Transcribe the records that follow, keeping every word as it stands.

Supplied data –
□ □ □ □ □ □ □

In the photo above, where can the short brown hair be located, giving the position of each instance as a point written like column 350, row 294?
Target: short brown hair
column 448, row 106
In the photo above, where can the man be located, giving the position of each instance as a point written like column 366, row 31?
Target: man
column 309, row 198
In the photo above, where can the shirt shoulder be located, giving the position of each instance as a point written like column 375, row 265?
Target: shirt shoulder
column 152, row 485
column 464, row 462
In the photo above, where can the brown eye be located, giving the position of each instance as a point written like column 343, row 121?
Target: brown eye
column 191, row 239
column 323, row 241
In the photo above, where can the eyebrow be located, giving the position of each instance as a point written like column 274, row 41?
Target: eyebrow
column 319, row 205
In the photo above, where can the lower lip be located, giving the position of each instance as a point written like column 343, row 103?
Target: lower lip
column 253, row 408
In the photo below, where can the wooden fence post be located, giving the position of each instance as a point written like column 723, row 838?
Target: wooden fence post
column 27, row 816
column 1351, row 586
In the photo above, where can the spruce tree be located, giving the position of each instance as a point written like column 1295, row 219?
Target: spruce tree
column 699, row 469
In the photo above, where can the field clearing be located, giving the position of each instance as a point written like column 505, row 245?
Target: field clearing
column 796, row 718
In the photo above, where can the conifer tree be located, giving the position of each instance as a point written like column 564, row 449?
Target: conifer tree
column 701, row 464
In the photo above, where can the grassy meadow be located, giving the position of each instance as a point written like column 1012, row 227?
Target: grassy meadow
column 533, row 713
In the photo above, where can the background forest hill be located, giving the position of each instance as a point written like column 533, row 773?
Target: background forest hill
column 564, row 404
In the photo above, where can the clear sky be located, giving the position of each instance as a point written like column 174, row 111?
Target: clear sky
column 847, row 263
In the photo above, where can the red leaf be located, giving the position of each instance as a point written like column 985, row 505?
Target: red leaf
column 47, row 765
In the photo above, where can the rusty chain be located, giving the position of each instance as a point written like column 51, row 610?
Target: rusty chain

□ □ □ □ □ □ □

Result of this exercise –
In the photo above, where can the short brown hair be located, giving the position of each instance as a point written like column 350, row 294?
Target: short brown hair
column 448, row 106
In the photo above, where can the man be located, giving the position of each instance as a point written like column 366, row 31?
Target: man
column 309, row 198
In the photo above, where can the shirt shoulder be located, giving the position of each instance as a point written like column 375, row 265?
Target: shirt shoulder
column 152, row 485
column 464, row 462
In the photo above, where can the brown eye be located, giving the position of each instance as a point written like column 343, row 121?
Target: brown eye
column 191, row 239
column 323, row 241
In the photo above, where can the eyebrow be located, giving the position of each instance as a point written like column 274, row 41?
Target: eyebrow
column 319, row 205
In the photo above, where can the lower lip be located, giving the position of each instance as a point written like column 343, row 103?
Target: lower lip
column 253, row 408
In the photo below, where can the wooden fence post be located, giving the position of each instance as a point written like column 723, row 838?
Target: wooden fence post
column 27, row 816
column 1351, row 586
In the photo above, where can the spruce tree be located, giving the position of each instance as a point written like column 1295, row 219?
Target: spruce tree
column 699, row 469
In the photo above, where can the field clearing be located, giving the position of each instance as a point written like column 505, row 245?
Target: field clearing
column 796, row 718
In the photo above, where can the conifer tree be located, giving the position of each instance as a point written like column 564, row 449?
Target: conifer tree
column 701, row 464
In the photo above, where can the grassy meadow be located, giving the position of each instance as a point written like column 1012, row 227?
Target: grassy meadow
column 533, row 713
In the photo above, where can the background forest hill be located, giving the position of each instance as a point written like column 533, row 773?
Target: background forest hill
column 564, row 404
In the photo above, where can the clear sky be located, giving the position of each instance as a point written like column 174, row 111?
Target: clear sky
column 847, row 263
In the photo above, where can the red leaf be located, giving the position of each instance as a point written like column 985, row 505?
Target: red leaf
column 47, row 765
In the photo above, where can the rusty chain be located, giving the position of each instance as a point written like column 51, row 610?
Target: rusty chain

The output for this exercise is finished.